Return each line from the items below that contains the word "Locate".

_ _ _ _

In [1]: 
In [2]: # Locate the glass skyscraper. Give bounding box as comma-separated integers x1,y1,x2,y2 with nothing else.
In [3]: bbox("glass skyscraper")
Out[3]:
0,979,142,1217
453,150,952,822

_ _ _ _

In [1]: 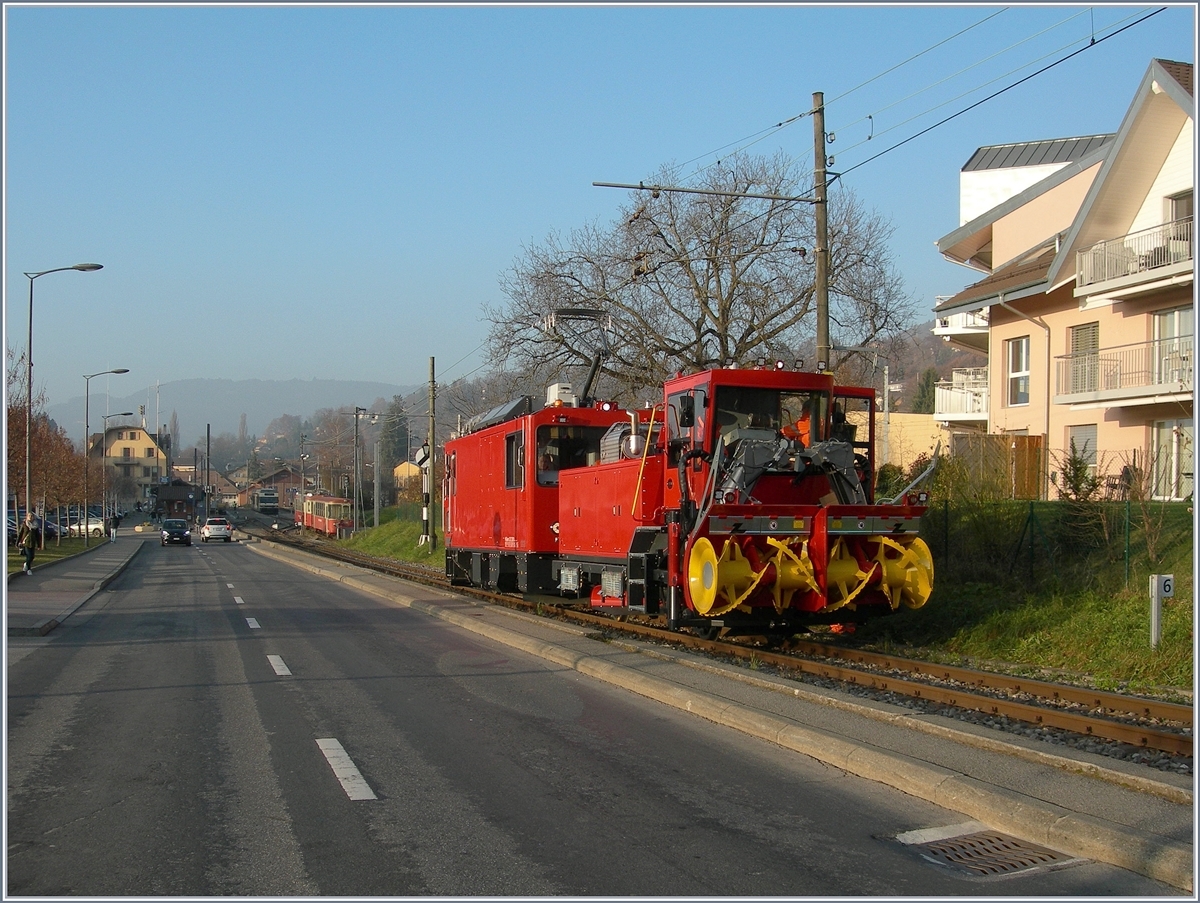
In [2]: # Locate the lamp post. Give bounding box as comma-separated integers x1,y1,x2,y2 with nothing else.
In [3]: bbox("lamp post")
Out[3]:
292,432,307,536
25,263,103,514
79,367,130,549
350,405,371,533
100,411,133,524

_ _ _ _

**TASK SOLUTION**
In [2]: # Locate the glass skyscraper. Give bounding box as comma-separated integers x1,y1,x2,y2 with nothing else.
In [2]: # Locate the lamp post. Give bounding box as comma-separated integers x1,y1,x2,y2 with nothing else.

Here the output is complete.